§ **RECORDED DATA**:
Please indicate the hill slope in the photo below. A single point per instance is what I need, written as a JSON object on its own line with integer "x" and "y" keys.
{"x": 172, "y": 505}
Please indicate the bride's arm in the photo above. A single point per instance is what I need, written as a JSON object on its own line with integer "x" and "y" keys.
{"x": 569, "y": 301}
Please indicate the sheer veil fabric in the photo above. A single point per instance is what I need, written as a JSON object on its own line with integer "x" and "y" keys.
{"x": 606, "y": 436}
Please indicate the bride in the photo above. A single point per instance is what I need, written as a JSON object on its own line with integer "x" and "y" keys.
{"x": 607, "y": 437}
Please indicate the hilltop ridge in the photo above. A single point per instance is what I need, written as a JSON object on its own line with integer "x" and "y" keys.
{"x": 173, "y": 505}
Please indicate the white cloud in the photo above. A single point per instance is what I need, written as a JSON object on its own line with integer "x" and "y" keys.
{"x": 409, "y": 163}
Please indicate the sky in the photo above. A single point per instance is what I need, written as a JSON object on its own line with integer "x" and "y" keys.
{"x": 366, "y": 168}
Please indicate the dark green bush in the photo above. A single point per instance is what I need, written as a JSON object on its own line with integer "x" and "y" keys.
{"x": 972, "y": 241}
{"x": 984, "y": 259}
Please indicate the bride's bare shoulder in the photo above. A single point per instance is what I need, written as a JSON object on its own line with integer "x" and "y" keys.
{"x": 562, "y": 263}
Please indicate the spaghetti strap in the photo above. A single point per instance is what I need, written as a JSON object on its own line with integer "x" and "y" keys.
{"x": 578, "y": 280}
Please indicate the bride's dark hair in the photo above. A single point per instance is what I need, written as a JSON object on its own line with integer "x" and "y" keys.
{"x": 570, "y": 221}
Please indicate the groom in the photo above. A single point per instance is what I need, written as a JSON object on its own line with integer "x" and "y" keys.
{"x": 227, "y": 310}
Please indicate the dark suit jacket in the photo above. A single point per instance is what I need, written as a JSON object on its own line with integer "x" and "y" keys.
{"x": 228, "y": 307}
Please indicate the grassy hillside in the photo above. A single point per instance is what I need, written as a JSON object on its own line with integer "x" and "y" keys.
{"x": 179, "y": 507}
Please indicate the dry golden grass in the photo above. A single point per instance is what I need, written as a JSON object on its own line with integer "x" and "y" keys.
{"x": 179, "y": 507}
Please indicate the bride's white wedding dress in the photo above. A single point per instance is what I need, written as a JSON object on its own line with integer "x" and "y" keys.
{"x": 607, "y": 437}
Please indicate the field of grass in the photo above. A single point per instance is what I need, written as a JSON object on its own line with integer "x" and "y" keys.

§ **EXERCISE REQUIREMENTS**:
Set down all of the records above again, word for word and in the same order.

§ **WRITTEN SOLUTION**:
Please indicate the hill slope in the photo below. A single point per instance is what I need, written as a JSON object on its own line with integer "x" and "y" keys.
{"x": 172, "y": 505}
Please indicate the bride's arm in the photo above. A single point per instance is what I need, written as a JSON object on its own line with integer "x" and "y" keys.
{"x": 569, "y": 301}
Please indicate the sheer veil fabric in the photo above. A single point per instance is what I need, written as a JSON object on its own line with integer "x" and "y" keys.
{"x": 606, "y": 436}
Please indicate the bride in the photo above. A single point per instance is what I need, written as a JSON object on its own line with integer "x" and "y" keys.
{"x": 607, "y": 437}
Please indicate the hilltop ridge in the photo above. A single point per instance is what I need, written as a JSON object on its own line with integer "x" and "y" keys.
{"x": 173, "y": 505}
Please indicate the white cloud in the photo above. A single point per instance is what I need, written as a JSON object on its own line with integer "x" and "y" keys.
{"x": 409, "y": 163}
Please indicate the sky in the photo above. A single point per instance is what I need, written as a JSON object on its own line with integer "x" and "y" keys.
{"x": 366, "y": 168}
Please indicate the dark green bush in the photo above. A single point per instance is what I need, written as a JSON object on its own line with integer "x" and "y" keys.
{"x": 972, "y": 241}
{"x": 984, "y": 259}
Please indicate the bride's bare shoulder in the photo above. A single point per instance is what I need, written as a JSON object on its own line with integer "x" and "y" keys.
{"x": 562, "y": 263}
Please indicate the spaghetti strap in the photo above. A single point per instance is what I need, written as a JSON object on its own line with integer "x" and "y" keys.
{"x": 578, "y": 280}
Please indicate the bride's dark hair in the photo above. A single point per instance is what I need, written as a JSON object on its own line with integer "x" and "y" keys.
{"x": 570, "y": 221}
Please indicate the groom in the photo above. A single point per instance is what I need, written as a JSON object on its own line with integer "x" and "y" keys.
{"x": 227, "y": 310}
Please indicate the dark suit jacket in the photo above. A single point per instance is what I need, written as a JSON object on its own line with integer "x" and "y" keys.
{"x": 228, "y": 307}
Please indicate the grassy hillside in the photo above. A single point per instance is what I need, written as a JSON object on its own line with integer "x" and "y" keys.
{"x": 179, "y": 507}
Please indicate the dry golden grass in the photo above. A single point per instance is what I need, written as a JSON object on its own line with integer "x" and "y" keys.
{"x": 179, "y": 507}
Please indicate the bride's white wedding dress in the photo above. A single point per instance is what I need, written as a JSON object on its own line with integer "x" and "y" keys.
{"x": 607, "y": 437}
Please indicate the field of grass in the photo above. A single point per instance is what I need, written as a JSON object on its own line with integer "x" and "y" keys.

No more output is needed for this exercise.